Task item: Here is a block of records. Copy every line in it that includes "high".

[Data extracted from a collection]
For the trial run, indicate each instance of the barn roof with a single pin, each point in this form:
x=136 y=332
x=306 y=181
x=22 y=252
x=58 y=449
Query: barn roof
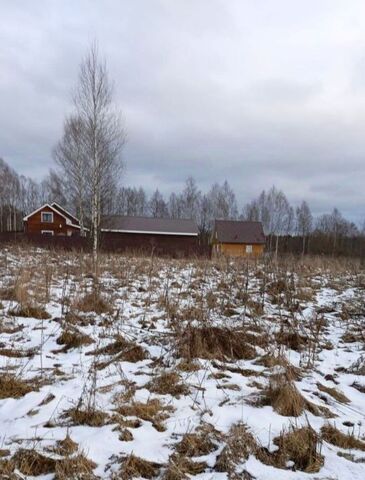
x=233 y=231
x=159 y=226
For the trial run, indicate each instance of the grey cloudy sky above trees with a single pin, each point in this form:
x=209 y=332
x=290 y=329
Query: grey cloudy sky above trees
x=258 y=93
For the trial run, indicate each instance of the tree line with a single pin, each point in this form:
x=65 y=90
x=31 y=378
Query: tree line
x=88 y=173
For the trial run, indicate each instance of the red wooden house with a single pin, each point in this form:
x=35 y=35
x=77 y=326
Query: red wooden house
x=51 y=220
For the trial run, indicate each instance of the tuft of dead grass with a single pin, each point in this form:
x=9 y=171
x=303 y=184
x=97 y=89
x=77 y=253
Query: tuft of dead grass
x=78 y=467
x=120 y=350
x=33 y=463
x=168 y=383
x=66 y=446
x=12 y=386
x=152 y=411
x=285 y=398
x=73 y=338
x=334 y=393
x=182 y=468
x=30 y=311
x=136 y=467
x=240 y=444
x=334 y=436
x=214 y=343
x=93 y=302
x=90 y=416
x=300 y=446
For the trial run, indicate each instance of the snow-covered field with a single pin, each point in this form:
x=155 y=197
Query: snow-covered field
x=174 y=369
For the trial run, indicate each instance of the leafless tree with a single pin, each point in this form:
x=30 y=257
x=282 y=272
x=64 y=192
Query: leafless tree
x=70 y=156
x=304 y=222
x=103 y=136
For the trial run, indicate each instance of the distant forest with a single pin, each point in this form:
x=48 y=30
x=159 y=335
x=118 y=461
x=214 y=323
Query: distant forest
x=298 y=230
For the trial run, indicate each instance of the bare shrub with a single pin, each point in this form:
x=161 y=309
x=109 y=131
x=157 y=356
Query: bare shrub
x=12 y=386
x=136 y=467
x=180 y=467
x=334 y=393
x=332 y=435
x=302 y=447
x=73 y=338
x=75 y=468
x=152 y=411
x=214 y=342
x=168 y=383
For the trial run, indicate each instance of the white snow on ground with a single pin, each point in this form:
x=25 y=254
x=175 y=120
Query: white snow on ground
x=146 y=297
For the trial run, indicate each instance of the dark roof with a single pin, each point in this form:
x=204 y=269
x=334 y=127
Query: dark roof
x=232 y=231
x=162 y=226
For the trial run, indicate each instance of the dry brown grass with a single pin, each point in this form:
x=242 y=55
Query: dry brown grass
x=89 y=416
x=168 y=383
x=75 y=468
x=285 y=398
x=15 y=387
x=120 y=350
x=180 y=468
x=17 y=353
x=136 y=467
x=33 y=463
x=334 y=393
x=66 y=446
x=240 y=444
x=93 y=302
x=332 y=435
x=152 y=411
x=73 y=338
x=31 y=311
x=214 y=343
x=302 y=447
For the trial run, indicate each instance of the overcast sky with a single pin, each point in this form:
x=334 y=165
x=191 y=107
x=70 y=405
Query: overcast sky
x=256 y=92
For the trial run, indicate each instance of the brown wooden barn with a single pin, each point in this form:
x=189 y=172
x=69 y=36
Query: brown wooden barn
x=51 y=220
x=162 y=236
x=237 y=238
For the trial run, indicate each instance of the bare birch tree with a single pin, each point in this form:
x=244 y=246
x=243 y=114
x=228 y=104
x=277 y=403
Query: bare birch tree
x=69 y=155
x=102 y=138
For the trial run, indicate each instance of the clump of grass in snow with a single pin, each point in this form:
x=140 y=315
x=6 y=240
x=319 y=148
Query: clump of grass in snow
x=73 y=338
x=240 y=444
x=214 y=343
x=152 y=411
x=88 y=416
x=78 y=467
x=300 y=446
x=332 y=435
x=180 y=467
x=93 y=302
x=33 y=463
x=136 y=467
x=120 y=350
x=334 y=393
x=285 y=398
x=12 y=386
x=168 y=383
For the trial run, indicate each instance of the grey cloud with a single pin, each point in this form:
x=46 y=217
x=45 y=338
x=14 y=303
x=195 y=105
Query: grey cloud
x=255 y=93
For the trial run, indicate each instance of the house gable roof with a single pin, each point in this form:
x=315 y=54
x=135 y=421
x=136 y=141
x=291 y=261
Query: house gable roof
x=47 y=205
x=157 y=226
x=66 y=213
x=233 y=231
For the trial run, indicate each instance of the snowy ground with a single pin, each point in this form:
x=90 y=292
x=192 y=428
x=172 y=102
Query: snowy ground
x=179 y=353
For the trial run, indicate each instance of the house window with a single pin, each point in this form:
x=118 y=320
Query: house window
x=47 y=217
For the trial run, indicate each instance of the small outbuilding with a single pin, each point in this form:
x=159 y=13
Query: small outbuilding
x=161 y=236
x=238 y=238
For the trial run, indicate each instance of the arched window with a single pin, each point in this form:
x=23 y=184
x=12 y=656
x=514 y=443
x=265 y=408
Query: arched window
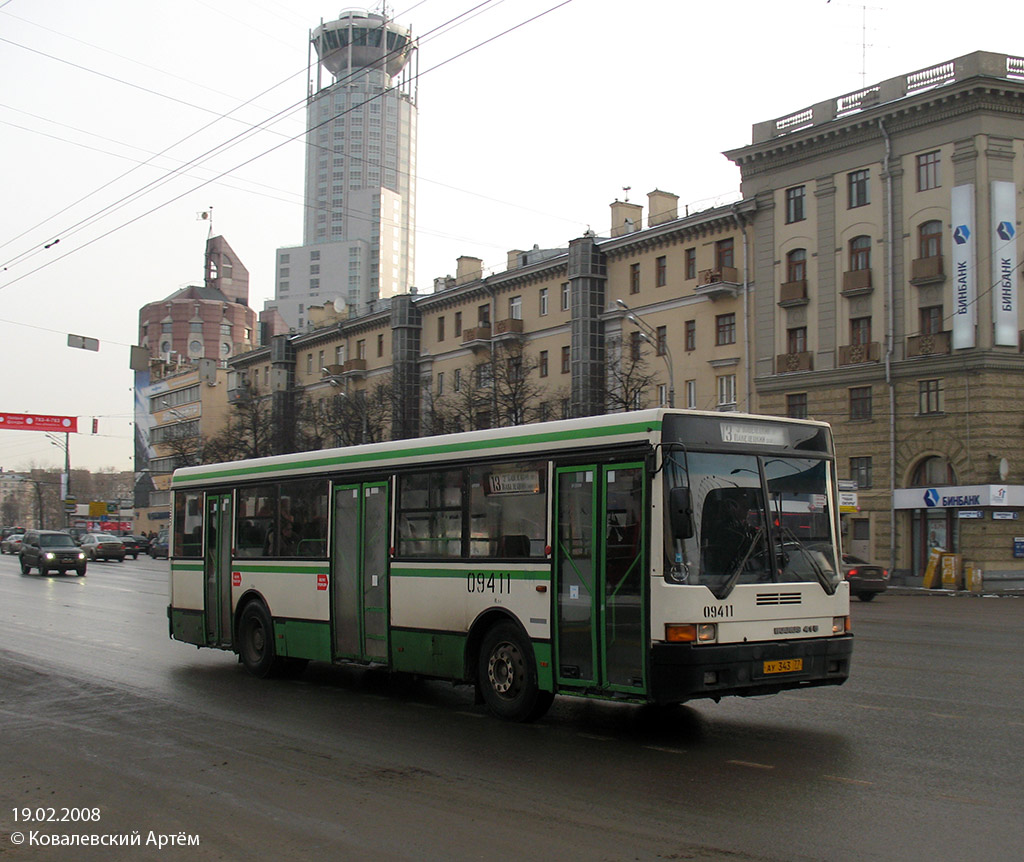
x=796 y=265
x=930 y=239
x=860 y=253
x=933 y=471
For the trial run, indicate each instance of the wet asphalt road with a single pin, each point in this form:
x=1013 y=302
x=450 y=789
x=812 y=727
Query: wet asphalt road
x=918 y=757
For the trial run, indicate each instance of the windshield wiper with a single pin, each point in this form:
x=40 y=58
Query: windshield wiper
x=734 y=576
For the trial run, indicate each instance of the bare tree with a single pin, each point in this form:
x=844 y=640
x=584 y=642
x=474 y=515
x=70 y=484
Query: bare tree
x=629 y=378
x=516 y=394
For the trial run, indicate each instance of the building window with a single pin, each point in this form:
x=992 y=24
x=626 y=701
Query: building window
x=662 y=345
x=860 y=471
x=725 y=329
x=691 y=394
x=727 y=390
x=796 y=265
x=930 y=396
x=931 y=319
x=930 y=239
x=860 y=402
x=635 y=345
x=691 y=263
x=860 y=331
x=795 y=204
x=928 y=171
x=858 y=187
x=724 y=253
x=860 y=253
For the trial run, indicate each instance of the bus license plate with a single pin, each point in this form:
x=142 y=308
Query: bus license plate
x=784 y=665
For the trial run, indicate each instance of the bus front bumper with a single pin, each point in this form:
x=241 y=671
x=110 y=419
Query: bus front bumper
x=686 y=672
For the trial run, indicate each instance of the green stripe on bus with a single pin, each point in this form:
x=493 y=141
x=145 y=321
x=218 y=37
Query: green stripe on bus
x=536 y=574
x=291 y=568
x=440 y=448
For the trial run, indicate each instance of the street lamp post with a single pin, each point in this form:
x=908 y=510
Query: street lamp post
x=648 y=334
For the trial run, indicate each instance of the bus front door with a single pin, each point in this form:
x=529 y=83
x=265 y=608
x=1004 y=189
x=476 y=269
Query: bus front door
x=217 y=569
x=359 y=575
x=600 y=631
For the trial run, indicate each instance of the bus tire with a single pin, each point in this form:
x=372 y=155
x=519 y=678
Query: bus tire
x=507 y=676
x=256 y=648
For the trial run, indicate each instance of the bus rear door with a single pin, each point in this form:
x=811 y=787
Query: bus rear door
x=359 y=576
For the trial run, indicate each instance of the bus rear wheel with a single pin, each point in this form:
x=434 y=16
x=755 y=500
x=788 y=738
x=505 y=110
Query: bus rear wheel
x=256 y=641
x=507 y=676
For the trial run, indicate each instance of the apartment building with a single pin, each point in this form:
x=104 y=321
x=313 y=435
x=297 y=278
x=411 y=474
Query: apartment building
x=887 y=302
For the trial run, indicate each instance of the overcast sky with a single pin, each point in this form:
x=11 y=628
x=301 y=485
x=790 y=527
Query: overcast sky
x=523 y=139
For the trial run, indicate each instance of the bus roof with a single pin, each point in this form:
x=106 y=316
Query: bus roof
x=520 y=440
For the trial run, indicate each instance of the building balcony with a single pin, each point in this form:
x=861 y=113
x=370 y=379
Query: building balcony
x=723 y=282
x=854 y=354
x=354 y=369
x=927 y=270
x=476 y=338
x=510 y=328
x=788 y=362
x=793 y=293
x=928 y=345
x=857 y=283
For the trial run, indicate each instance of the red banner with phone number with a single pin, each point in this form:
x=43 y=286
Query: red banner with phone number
x=38 y=422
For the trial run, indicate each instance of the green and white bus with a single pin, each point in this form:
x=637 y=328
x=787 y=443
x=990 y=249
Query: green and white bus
x=655 y=556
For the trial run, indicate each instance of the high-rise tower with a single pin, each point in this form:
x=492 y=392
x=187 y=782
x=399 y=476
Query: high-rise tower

Reply to the task:
For the trial run, indicate each instance of the high-rise tower with a single pin, each point in this form:
Query: high-rise tower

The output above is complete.